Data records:
———

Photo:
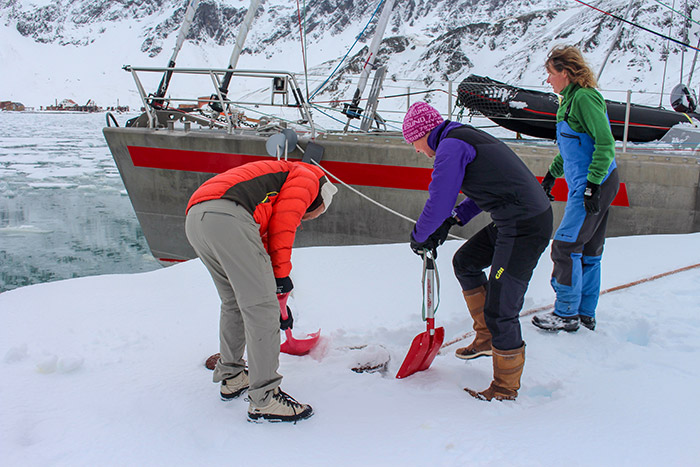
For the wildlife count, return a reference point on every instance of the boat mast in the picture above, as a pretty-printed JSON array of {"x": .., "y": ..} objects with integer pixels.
[
  {"x": 353, "y": 110},
  {"x": 157, "y": 98},
  {"x": 237, "y": 48}
]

———

- **PROBLEM DETAILS**
Reproduce all of the data exactly; the pictures do not belong in the copy.

- **SOLVED EXERCISE**
Photo:
For the wildlife count, return a reference point on every instance of the boat mast in the picture above, as a pretty-printed JSON array of {"x": .., "y": ..} objects with integer pixels.
[
  {"x": 353, "y": 110},
  {"x": 157, "y": 98},
  {"x": 237, "y": 48}
]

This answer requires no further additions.